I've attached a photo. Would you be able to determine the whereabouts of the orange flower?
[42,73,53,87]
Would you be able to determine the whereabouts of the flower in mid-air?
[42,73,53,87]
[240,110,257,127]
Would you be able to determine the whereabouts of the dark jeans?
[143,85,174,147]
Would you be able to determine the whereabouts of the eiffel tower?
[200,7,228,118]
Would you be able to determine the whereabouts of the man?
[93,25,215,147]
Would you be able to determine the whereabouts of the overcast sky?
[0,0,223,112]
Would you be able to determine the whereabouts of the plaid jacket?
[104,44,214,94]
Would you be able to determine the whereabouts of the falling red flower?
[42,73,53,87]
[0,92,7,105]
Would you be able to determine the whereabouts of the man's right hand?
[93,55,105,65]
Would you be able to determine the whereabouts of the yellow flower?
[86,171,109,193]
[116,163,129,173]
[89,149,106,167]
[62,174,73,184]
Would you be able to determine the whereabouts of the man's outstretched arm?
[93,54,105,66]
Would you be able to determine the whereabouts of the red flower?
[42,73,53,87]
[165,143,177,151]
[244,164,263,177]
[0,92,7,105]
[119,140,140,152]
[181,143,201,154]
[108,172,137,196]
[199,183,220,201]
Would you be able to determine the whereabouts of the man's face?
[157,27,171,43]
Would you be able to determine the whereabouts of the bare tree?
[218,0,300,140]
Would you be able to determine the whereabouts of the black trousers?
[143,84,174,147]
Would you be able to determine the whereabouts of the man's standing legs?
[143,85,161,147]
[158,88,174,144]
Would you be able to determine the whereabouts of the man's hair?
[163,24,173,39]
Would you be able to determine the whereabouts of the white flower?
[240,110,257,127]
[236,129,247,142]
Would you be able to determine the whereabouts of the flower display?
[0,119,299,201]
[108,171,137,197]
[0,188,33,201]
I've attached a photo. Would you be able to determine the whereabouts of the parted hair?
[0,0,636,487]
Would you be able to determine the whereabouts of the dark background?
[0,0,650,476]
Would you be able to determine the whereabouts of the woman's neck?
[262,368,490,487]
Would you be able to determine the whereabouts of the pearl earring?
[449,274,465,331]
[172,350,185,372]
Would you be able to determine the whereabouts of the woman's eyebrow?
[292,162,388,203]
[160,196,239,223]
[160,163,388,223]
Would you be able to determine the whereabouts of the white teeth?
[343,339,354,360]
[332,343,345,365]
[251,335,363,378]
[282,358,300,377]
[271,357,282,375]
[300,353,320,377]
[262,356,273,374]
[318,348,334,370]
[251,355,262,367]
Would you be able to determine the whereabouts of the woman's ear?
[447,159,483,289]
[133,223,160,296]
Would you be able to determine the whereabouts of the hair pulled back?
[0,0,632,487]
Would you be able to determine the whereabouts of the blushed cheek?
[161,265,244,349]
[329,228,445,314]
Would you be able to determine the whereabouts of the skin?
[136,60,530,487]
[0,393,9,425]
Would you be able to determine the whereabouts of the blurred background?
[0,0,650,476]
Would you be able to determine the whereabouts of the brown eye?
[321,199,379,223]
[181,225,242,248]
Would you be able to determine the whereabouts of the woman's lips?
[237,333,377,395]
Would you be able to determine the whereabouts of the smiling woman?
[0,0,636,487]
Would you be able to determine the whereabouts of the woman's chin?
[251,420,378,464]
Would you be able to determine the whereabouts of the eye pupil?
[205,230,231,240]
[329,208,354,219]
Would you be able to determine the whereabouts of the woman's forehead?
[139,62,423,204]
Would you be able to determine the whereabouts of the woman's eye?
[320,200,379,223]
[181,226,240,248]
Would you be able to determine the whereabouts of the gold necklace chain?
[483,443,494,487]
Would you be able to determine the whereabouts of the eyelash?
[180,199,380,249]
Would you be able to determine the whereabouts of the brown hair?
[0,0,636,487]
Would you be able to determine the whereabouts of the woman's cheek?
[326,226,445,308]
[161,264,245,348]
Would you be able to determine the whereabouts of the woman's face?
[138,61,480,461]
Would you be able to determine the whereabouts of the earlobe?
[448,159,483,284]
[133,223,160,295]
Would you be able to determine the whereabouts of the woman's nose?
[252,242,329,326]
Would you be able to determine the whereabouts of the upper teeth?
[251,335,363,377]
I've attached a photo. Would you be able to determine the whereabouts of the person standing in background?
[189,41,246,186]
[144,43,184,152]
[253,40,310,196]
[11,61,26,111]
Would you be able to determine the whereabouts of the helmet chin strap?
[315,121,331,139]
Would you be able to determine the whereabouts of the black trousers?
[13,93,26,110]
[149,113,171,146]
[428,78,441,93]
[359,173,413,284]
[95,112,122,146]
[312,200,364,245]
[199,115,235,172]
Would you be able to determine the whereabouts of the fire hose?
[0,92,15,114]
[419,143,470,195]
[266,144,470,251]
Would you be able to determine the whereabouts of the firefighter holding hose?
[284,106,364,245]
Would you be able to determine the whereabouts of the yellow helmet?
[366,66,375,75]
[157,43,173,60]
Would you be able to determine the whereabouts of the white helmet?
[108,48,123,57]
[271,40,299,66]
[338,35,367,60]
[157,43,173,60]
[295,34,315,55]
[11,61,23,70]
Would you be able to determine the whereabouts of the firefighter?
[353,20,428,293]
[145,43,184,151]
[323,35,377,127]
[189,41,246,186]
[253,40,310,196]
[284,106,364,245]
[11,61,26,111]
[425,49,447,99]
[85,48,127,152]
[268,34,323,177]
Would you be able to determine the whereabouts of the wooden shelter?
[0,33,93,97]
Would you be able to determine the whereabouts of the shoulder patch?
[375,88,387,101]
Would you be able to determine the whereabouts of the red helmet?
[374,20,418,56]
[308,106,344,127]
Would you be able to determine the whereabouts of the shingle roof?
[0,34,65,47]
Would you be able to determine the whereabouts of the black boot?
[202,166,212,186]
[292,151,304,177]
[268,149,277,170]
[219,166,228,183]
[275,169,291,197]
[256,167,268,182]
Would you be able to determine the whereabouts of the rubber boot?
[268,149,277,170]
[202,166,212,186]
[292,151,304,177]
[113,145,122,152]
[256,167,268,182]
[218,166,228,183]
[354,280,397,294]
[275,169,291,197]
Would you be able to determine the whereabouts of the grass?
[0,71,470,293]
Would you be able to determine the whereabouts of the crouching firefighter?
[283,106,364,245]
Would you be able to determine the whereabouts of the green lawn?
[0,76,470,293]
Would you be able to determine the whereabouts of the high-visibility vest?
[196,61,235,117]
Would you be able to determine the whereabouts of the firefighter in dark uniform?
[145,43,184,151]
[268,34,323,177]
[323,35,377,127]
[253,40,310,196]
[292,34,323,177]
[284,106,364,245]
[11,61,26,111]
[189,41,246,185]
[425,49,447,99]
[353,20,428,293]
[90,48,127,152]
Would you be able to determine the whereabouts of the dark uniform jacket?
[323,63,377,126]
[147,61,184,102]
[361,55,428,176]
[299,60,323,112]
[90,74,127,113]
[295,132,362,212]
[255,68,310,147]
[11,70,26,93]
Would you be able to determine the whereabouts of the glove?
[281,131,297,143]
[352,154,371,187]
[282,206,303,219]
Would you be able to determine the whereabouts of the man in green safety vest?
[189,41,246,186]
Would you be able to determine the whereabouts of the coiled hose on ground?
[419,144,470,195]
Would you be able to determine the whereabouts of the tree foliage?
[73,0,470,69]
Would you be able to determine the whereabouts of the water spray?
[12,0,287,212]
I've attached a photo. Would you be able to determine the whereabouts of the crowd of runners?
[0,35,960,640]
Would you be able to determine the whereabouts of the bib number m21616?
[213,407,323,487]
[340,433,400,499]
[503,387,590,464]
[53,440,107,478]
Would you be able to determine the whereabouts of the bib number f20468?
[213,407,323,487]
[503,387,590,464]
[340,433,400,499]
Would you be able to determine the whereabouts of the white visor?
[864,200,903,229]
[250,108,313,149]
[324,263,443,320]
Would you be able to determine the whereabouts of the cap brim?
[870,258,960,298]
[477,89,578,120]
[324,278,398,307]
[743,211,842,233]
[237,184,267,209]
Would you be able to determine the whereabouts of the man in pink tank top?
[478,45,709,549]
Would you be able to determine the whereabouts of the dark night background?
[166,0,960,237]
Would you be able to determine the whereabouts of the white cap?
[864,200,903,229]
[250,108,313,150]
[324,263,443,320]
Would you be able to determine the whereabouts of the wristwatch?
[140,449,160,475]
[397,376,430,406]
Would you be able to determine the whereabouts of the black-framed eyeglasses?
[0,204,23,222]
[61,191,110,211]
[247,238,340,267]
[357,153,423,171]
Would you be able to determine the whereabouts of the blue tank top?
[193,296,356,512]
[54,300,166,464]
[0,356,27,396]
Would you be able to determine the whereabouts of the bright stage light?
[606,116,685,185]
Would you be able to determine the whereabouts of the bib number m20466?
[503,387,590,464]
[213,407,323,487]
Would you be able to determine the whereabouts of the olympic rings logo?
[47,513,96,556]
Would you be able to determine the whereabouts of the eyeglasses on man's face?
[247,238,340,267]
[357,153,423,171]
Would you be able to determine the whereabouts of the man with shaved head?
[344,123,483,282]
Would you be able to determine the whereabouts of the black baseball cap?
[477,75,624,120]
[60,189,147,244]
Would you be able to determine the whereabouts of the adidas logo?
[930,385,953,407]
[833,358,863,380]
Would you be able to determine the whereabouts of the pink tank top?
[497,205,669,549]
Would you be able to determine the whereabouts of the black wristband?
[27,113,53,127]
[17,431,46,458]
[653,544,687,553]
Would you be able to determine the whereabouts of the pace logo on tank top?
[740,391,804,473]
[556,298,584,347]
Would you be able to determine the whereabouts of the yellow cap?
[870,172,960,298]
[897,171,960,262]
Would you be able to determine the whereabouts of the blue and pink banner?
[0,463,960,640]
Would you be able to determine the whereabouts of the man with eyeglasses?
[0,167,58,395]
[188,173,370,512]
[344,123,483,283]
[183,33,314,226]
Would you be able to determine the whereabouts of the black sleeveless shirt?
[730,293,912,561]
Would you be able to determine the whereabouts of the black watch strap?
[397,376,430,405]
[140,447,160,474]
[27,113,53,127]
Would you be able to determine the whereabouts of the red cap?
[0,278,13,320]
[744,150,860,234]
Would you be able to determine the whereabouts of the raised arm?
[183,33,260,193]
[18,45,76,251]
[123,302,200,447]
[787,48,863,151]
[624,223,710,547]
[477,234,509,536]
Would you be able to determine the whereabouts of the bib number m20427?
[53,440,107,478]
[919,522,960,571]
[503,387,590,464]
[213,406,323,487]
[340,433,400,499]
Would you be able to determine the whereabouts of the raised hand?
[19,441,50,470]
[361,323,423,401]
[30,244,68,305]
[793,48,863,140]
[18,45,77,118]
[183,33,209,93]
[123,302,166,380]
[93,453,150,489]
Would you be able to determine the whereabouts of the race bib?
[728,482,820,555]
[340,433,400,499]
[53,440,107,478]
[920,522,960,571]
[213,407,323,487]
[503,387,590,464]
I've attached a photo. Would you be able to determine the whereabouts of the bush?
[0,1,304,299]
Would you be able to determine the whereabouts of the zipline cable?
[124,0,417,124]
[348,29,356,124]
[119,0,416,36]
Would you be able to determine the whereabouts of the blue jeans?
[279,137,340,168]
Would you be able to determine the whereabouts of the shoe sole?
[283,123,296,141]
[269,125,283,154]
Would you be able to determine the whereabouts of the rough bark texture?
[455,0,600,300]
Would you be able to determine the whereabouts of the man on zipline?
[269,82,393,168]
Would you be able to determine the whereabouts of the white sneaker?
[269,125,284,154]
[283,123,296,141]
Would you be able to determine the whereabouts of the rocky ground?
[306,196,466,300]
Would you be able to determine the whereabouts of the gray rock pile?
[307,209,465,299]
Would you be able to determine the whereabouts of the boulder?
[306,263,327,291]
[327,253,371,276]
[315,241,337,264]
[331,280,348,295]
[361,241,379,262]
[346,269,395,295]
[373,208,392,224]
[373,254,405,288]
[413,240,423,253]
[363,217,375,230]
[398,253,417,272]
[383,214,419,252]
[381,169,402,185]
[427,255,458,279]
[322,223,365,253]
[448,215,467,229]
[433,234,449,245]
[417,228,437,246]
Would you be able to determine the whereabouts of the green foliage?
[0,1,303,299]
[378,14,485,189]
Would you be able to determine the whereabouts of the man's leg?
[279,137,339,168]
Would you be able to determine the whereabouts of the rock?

################

Rewrite the stretch of the material from the line containing "Would you be able to determine the whereabouts of the blurred" through the line containing "[237,333,377,395]", swapping "brown eye" for "hazel eye" and keeping every other character the same. Return only those lines.

## SOLUTION FOR THIS PROBLEM
Would you be able to determine the whereabouts of the blurred background?
[0,0,650,476]
Would you be able to determine the whereabouts of the hazel eye?
[321,199,379,223]
[181,225,242,248]
Would you be able to determine the whereabouts of the woman's lips?
[237,333,377,395]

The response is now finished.